* [Work task] Copy the passage of the JSON format notes between "## Invariants" and "from JS-side inference.", inclusive.

Commands use `#[serde(tag = "command")]` — the variant name becomes the `"command"` field, remaining fields are flattened inline:

```json
{"command":"AcquireAuthority","owner":"w1","lease_id":"l1","leased_until":"2026-03-19T02:00:00Z"}
{"command":"RenewAuthority","owner":"w1","lease_id":"l2","leased_until":"2026-03-19T03:00:00Z"}
{"command":"QueueDispatch","request_id":"req-1","target":"worker-2"}
{"command":"MarkNotified","request_id":"req-1","channel":"tmux"}
{"command":"MarkDelivered","request_id":"req-1"}
{"command":"MarkFailed","request_id":"req-1","reason":"timeout"}
{"command":"RequestReplay","cursor":"cursor-1"}
{"command":"CaptureSnapshot"}
```

Events use `#[serde(tag = "event")]` — the variant name becomes the `"event"` field, remaining fields are flattened inline:

```json
{"event":"AuthorityAcquired","owner":"w1","lease_id":"l1","leased_until":"2026-03-19T02:00:00Z"}
{"event":"AuthorityRenewed","owner":"w1","lease_id":"l2","leased_until":"2026-03-19T03:00:00Z"}
{"event":"DispatchQueued","request_id":"req-1","target":"worker-2"}
{"event":"DispatchNotified","request_id":"req-1","channel":"tmux"}
{"event":"DispatchDelivered","request_id":"req-1"}
{"event":"DispatchFailed","request_id":"req-1","reason":"timeout"}
{"event":"ReplayRequested","cursor":"cursor-1"}
{"event":"SnapshotCaptured"}
{"event":"run.heartbeat","owner":"leader","phase":"execute"}
{"event":"run.blocked_on_user","owner":"leader","reason":"needs-user-clarification"}
{"event":"run.blocked_on_system","owner":"leader","reason":"sandbox-denied"}
{"event":"worker.assigned","worker":"worker-2","task_id":"17"}
{"event":"worker.stalled","worker":"worker-2","reason":"stdout-stale"}
{"event":"worker.recovered","worker":"worker-2","recovery":"relaunch"}
```

Snapshot fields are flat JSON at the top level, with nested objects for each section:

```json
{
  "schema_version": 1,
  "authority": {
    "owner": "w1",
    "lease_id": "l1",
    "leased_until": "2026-03-19T02:00:00Z",
    "stale": false,
    "stale_reason": null
  },
  "backlog": {
    "pending": 1,
    "notified": 0,
    "delivered": 0,
    "failed": 0
  },
  "replay": {
    "cursor": null,
    "pending_events": 0,
    "last_replayed_event_id": null,
    "deferred_leader_notification": false
  },
  "readiness": {
    "ready": true,
    "reasons": []
  }
}
```

## Invariants
- Exactly one semantic authority owner may be active at a time.
- Dispatches must move `pending -> notified -> delivered|failed`.
- Replay state must be durable and deduplicated.
- Readiness is derived from Rust-owned truth, not from JS-side inference.

* [Information]
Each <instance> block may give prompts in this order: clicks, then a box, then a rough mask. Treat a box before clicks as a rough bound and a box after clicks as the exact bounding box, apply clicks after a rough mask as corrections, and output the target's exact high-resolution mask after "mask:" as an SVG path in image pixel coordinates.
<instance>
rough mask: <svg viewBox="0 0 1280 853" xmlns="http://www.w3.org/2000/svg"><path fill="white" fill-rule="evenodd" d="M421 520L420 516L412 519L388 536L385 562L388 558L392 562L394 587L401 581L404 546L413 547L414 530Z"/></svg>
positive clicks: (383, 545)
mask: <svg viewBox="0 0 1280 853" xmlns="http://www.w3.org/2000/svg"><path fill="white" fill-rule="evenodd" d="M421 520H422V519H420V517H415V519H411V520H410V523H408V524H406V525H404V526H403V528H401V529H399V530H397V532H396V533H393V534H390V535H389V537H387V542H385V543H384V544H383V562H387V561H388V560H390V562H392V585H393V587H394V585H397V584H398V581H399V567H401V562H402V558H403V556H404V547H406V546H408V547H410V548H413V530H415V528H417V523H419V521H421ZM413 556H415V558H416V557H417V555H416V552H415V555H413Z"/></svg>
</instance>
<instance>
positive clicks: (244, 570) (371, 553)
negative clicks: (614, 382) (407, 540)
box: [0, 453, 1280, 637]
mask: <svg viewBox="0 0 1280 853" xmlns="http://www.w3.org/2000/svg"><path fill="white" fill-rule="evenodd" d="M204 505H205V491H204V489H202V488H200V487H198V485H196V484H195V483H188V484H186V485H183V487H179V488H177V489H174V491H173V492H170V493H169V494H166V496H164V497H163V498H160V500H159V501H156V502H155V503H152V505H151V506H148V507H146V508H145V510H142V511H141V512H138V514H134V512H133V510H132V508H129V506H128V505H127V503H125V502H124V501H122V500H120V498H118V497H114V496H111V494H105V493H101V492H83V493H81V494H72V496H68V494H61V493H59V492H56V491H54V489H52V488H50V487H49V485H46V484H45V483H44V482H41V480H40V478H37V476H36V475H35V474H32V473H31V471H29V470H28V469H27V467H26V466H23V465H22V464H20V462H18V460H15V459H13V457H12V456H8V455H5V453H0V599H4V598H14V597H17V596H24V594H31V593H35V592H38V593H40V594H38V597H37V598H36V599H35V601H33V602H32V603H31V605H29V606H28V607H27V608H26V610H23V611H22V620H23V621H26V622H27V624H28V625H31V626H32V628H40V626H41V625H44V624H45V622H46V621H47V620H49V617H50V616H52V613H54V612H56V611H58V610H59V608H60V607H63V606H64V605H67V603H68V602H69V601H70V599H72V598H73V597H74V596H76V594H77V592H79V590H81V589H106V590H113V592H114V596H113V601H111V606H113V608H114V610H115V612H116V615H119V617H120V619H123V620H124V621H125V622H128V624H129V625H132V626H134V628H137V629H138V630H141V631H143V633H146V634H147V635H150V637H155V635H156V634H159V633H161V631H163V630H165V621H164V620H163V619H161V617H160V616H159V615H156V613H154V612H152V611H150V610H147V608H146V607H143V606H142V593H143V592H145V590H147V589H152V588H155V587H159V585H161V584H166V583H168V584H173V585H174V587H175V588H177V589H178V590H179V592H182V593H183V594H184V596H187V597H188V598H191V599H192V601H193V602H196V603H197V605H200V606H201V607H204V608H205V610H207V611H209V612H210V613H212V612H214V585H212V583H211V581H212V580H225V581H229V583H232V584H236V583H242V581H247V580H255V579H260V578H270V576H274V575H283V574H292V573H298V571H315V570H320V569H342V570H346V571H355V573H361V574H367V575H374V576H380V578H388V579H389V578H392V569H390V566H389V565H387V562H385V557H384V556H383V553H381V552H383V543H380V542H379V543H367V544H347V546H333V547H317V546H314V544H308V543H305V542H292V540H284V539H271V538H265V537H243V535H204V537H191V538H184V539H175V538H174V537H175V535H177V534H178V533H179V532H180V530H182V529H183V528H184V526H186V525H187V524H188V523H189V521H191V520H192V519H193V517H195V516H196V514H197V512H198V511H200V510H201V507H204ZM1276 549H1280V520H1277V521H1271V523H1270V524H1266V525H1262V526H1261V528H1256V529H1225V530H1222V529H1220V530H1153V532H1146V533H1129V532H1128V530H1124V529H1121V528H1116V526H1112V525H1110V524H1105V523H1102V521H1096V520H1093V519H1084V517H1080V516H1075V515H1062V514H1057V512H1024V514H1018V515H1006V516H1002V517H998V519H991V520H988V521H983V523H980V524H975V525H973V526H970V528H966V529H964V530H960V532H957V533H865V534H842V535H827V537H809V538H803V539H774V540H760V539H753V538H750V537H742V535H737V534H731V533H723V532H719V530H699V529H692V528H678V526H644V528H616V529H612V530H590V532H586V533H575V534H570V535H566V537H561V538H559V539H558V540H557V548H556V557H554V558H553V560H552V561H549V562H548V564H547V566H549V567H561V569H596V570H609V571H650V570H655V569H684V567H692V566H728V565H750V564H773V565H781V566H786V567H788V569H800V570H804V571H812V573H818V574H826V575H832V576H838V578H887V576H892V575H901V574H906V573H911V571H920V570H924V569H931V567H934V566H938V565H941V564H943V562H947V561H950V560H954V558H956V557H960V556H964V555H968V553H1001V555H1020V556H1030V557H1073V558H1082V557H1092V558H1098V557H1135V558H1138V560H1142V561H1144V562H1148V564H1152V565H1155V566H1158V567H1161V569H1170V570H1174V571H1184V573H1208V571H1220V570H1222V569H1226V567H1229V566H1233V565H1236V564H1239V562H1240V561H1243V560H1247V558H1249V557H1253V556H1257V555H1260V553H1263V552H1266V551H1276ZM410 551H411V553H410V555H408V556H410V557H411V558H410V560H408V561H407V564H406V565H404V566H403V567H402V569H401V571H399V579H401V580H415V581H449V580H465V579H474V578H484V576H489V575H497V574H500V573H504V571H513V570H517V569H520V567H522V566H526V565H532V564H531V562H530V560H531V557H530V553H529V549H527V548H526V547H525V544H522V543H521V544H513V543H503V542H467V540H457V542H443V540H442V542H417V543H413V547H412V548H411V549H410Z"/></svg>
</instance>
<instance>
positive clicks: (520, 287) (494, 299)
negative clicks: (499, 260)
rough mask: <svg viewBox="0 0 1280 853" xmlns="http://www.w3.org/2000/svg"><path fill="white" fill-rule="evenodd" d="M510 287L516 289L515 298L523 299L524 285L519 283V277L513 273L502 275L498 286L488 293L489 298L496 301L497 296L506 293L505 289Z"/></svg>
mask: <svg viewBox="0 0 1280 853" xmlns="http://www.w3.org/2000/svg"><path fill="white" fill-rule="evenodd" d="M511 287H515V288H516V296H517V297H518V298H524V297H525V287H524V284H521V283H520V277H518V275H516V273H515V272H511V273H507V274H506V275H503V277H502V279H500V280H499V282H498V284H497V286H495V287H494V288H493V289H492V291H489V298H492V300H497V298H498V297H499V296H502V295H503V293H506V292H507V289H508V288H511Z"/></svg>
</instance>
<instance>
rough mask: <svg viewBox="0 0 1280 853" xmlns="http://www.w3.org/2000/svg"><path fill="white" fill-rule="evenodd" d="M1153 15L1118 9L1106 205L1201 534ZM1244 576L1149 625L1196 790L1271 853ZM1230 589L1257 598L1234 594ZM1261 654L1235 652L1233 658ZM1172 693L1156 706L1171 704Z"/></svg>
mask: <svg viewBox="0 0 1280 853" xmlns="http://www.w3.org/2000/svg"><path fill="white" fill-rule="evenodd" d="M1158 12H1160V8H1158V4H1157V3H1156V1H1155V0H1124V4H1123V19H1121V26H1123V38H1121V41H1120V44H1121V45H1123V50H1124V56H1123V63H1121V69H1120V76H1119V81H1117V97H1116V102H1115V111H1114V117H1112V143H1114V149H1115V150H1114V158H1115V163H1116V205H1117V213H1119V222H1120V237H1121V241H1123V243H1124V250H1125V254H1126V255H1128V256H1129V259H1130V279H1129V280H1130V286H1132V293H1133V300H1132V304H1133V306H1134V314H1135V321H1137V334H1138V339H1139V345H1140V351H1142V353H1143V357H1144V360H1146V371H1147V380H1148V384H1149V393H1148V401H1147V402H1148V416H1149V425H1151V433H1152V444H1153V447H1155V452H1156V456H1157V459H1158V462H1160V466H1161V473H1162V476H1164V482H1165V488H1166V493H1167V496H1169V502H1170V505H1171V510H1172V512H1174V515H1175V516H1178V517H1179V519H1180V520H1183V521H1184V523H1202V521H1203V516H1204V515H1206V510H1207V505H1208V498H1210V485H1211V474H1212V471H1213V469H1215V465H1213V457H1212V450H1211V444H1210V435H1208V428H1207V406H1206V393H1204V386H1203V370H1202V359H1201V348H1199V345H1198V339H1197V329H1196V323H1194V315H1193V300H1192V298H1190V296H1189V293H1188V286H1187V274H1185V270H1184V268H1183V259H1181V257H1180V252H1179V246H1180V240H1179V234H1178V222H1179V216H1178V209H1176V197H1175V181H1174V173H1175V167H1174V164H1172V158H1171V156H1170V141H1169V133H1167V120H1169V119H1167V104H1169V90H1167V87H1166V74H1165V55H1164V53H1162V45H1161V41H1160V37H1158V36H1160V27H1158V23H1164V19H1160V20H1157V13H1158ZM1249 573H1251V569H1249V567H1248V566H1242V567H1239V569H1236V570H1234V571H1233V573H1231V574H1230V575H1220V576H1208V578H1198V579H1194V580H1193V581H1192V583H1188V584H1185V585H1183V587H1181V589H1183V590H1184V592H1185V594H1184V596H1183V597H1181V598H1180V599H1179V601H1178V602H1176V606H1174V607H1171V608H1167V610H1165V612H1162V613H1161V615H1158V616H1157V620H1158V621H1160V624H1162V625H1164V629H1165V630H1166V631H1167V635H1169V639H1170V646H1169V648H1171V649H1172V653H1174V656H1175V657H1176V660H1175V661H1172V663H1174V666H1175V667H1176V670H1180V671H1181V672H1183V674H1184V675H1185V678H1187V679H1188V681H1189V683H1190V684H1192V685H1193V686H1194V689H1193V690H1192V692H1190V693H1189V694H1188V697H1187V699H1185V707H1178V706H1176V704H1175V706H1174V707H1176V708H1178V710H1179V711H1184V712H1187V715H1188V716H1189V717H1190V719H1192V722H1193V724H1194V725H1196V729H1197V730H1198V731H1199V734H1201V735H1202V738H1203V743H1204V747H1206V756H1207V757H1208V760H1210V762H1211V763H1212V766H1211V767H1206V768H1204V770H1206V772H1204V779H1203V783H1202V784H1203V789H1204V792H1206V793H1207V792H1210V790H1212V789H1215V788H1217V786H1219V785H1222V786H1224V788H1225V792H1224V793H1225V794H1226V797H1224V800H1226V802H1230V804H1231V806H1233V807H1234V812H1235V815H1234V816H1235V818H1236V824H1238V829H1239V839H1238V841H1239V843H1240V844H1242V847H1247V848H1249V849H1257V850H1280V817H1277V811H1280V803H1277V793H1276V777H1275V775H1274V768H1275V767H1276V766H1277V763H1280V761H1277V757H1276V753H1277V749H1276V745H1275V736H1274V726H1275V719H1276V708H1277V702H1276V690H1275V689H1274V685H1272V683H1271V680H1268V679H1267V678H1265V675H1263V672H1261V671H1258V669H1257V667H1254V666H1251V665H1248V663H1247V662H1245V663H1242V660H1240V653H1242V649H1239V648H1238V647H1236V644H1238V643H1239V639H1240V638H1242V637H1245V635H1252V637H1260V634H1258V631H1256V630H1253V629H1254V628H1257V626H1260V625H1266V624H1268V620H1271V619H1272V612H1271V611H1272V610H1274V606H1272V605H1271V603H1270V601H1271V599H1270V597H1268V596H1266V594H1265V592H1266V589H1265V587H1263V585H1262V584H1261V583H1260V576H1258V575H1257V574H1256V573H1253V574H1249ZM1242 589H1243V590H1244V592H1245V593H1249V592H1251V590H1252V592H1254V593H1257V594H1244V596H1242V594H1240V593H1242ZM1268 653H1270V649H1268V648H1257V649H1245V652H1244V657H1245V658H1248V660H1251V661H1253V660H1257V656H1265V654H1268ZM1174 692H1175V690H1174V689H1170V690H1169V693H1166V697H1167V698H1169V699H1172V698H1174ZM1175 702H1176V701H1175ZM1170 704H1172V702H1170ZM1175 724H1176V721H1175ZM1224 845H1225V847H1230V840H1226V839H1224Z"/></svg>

* [Solution to the exercise]
## Invariants
- Exactly one semantic authority owner may be active at a time.
- Dispatches must move `pending -> notified -> delivered|failed`.
- Replay state must be durable and deduplicated.
- Readiness is derived from Rust-owned truth, not from JS-side inference.